■ **Task**:
Filter the entries for the word "track". Copy each line that has it.

Point localization data
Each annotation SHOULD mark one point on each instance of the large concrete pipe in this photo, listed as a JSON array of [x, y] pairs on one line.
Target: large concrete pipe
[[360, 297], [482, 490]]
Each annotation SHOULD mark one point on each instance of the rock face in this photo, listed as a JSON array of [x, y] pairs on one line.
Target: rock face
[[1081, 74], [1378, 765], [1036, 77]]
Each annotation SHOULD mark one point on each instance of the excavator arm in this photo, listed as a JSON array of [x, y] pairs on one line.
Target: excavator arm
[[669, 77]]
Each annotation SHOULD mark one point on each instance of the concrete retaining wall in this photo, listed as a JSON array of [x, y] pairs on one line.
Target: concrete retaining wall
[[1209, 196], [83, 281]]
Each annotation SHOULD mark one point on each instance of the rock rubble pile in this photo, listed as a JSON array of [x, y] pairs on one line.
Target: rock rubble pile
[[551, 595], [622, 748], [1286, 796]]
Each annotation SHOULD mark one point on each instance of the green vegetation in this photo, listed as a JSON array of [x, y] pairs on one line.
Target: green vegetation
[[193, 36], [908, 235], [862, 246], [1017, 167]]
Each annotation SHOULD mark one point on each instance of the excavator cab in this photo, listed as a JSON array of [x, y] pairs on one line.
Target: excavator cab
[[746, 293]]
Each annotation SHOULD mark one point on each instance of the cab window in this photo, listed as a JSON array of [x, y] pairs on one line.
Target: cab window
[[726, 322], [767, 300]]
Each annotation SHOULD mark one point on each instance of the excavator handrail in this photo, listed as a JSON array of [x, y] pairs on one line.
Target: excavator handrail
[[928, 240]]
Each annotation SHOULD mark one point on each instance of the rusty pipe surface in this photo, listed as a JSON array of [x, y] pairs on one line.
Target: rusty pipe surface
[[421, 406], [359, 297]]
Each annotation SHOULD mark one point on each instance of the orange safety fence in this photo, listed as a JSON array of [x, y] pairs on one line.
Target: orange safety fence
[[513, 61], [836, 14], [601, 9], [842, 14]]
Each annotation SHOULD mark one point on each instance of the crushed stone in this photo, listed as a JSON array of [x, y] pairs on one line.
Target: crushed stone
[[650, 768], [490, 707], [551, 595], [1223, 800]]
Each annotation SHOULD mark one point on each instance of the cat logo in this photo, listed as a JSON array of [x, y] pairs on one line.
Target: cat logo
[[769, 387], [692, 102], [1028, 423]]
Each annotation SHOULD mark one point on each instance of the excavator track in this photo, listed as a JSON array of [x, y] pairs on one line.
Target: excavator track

■ **Completed task**:
Each annotation SHOULD mark one point on each instance of the excavator track in this photo, listed as a JSON array of [x, y] pairs on one line.
Target: excavator track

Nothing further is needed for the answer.